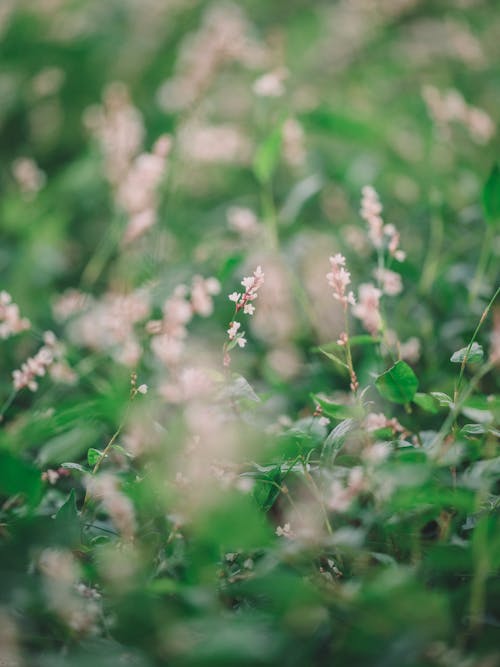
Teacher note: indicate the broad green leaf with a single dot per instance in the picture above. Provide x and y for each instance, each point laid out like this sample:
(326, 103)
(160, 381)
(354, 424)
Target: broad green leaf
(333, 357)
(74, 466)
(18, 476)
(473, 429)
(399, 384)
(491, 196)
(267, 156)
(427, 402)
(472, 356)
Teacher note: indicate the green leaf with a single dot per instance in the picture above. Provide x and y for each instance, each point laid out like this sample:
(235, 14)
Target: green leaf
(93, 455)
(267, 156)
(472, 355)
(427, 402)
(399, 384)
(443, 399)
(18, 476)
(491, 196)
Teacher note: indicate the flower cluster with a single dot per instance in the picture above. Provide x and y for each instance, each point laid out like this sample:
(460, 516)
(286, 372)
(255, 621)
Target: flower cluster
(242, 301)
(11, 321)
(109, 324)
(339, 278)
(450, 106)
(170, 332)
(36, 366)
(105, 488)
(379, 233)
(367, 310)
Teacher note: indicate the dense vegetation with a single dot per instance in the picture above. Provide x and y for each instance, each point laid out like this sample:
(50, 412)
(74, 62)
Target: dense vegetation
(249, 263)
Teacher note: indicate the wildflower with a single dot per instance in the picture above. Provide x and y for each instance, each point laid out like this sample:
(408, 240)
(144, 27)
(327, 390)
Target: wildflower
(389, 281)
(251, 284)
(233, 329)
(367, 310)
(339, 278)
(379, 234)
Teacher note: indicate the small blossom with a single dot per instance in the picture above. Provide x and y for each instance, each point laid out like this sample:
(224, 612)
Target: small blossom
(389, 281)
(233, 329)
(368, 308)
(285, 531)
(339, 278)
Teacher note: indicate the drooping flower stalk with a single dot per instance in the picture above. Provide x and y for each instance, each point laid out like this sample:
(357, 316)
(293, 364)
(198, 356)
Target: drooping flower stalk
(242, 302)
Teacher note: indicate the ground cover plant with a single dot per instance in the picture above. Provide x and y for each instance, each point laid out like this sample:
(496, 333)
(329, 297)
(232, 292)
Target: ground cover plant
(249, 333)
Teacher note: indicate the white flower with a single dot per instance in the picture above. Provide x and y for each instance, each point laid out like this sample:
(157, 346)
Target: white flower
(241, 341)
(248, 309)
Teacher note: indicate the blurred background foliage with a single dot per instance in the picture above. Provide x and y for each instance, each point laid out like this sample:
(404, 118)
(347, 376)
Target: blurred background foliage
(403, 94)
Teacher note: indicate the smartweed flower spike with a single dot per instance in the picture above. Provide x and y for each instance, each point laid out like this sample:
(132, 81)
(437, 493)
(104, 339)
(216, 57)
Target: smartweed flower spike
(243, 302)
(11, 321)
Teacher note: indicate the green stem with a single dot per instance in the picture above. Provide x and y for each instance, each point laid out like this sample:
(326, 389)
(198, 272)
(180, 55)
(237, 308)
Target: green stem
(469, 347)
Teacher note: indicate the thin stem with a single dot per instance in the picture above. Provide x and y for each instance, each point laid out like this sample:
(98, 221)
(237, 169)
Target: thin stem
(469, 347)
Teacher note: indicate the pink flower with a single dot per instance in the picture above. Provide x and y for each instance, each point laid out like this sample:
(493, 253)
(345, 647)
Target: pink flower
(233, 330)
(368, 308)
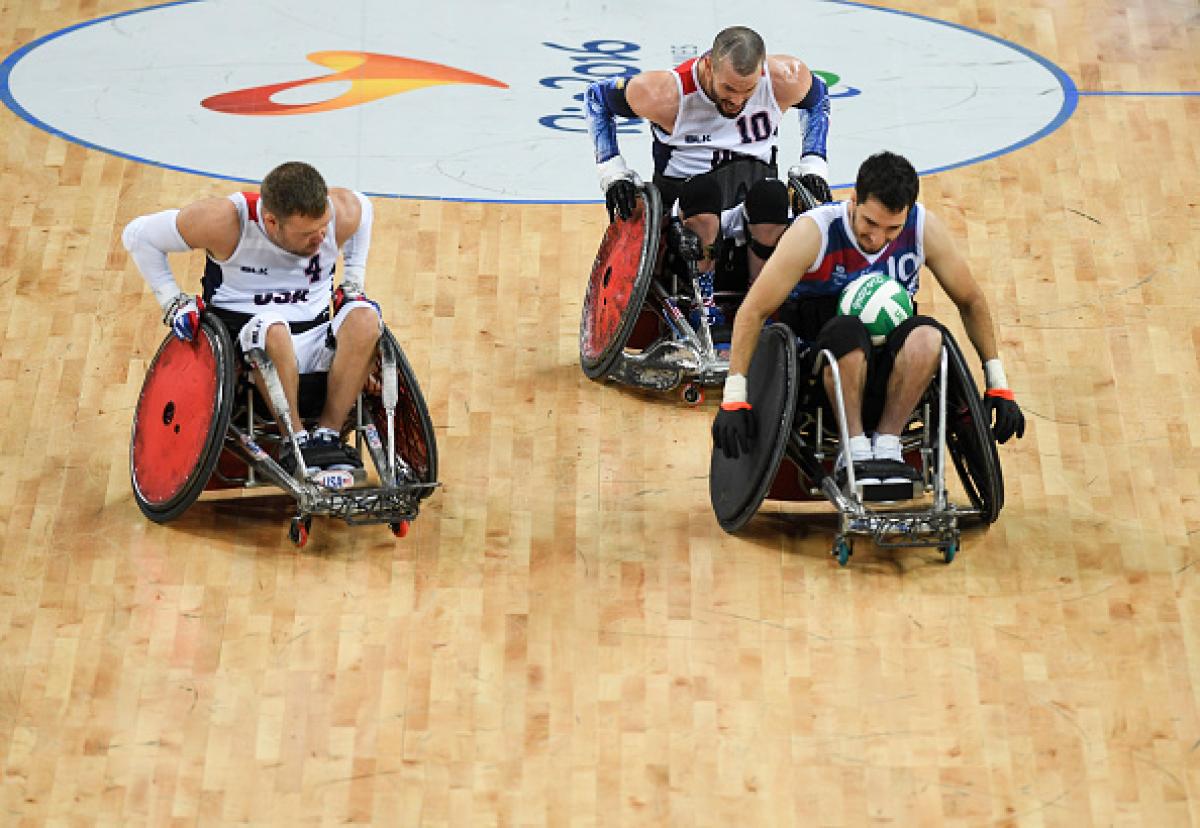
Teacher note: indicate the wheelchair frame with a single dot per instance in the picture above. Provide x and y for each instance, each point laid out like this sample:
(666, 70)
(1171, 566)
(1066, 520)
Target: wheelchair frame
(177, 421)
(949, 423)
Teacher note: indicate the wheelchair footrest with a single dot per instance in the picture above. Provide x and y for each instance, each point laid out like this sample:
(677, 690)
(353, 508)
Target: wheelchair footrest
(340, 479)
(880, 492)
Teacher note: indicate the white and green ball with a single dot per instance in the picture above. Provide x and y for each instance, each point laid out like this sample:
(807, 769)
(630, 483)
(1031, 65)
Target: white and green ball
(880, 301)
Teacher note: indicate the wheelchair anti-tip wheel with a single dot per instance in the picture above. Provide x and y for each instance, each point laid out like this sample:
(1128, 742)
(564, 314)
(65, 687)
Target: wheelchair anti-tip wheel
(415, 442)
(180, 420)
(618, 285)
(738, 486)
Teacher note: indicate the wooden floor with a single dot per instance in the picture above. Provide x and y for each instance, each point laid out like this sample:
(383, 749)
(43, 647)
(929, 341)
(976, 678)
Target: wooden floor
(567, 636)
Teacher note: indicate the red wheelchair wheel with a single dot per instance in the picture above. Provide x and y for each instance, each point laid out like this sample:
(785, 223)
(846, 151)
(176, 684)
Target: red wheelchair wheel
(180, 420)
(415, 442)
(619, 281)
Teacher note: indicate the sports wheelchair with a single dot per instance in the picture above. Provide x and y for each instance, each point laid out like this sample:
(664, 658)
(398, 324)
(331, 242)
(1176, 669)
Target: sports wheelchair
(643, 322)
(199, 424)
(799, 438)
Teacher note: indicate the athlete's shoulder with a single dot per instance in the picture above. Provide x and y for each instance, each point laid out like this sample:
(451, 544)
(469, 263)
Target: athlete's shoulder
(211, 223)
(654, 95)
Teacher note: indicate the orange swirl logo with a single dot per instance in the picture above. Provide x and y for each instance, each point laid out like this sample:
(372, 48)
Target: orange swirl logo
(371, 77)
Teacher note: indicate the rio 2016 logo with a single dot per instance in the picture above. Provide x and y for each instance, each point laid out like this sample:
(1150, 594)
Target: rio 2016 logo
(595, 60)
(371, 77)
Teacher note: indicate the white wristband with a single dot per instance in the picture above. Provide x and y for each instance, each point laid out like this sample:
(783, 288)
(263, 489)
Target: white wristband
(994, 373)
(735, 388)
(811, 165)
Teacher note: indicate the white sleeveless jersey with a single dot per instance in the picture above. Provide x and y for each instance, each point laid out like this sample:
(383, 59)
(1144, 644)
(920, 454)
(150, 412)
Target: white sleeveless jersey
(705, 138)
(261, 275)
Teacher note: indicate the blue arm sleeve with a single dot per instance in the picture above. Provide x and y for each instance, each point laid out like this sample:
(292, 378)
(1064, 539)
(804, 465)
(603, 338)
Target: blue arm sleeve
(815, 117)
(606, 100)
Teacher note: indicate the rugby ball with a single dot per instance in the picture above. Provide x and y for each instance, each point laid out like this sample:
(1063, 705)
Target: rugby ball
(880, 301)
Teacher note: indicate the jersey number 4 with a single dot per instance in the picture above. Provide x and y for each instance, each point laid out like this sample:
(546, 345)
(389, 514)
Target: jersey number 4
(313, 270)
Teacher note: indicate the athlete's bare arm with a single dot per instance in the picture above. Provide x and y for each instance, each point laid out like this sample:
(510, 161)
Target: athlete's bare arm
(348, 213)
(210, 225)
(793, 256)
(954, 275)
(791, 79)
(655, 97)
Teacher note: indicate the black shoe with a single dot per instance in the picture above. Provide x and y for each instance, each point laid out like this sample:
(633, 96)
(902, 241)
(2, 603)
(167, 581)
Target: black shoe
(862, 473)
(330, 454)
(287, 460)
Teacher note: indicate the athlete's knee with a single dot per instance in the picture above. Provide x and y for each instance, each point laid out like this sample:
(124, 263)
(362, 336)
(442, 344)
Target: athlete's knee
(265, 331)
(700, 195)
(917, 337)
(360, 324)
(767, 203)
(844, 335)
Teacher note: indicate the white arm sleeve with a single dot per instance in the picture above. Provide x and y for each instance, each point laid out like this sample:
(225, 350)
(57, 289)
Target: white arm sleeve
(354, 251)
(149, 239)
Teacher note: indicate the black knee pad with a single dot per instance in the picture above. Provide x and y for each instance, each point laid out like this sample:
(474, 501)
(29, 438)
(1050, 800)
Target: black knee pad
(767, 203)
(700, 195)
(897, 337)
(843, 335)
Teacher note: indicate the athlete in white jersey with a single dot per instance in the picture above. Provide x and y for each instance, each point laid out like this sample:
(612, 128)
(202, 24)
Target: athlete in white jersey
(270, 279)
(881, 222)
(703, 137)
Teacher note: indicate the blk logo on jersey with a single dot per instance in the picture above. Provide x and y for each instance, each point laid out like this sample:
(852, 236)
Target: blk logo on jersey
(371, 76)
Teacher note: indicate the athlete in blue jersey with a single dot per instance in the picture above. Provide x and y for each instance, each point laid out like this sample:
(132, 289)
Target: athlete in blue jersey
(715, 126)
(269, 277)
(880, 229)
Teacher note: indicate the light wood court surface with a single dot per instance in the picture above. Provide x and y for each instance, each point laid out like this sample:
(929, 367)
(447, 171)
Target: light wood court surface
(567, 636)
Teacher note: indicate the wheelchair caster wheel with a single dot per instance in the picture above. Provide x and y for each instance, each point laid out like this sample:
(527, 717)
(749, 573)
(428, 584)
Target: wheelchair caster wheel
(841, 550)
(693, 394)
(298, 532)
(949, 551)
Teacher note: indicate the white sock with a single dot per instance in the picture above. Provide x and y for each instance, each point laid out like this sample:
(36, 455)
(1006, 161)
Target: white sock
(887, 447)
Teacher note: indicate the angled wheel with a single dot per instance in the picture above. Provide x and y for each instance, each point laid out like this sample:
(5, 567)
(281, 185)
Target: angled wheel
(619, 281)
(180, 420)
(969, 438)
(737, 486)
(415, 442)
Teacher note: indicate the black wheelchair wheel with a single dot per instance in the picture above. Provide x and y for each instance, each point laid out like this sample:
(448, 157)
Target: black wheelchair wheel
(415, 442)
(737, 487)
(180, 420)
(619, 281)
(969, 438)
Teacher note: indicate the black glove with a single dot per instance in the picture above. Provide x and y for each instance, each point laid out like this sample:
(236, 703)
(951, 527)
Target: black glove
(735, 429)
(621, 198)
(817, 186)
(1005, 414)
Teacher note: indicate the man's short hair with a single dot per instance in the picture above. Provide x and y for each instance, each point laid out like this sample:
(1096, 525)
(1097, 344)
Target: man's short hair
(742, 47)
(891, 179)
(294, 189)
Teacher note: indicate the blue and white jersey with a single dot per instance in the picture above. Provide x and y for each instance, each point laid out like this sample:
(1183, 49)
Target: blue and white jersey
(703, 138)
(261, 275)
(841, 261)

+ + +

Set down the lines of the data above word for word, starting at the line that contains "Teacher note: indicate the blue and" and ending with the last line of the data.

Teacher note: indicate the blue and white jersey with a single dot per instance in the picture above. Provide x and y for each instance, each point laid out like this sample:
(1183, 49)
Target: blue and white jersey
(703, 138)
(261, 275)
(841, 261)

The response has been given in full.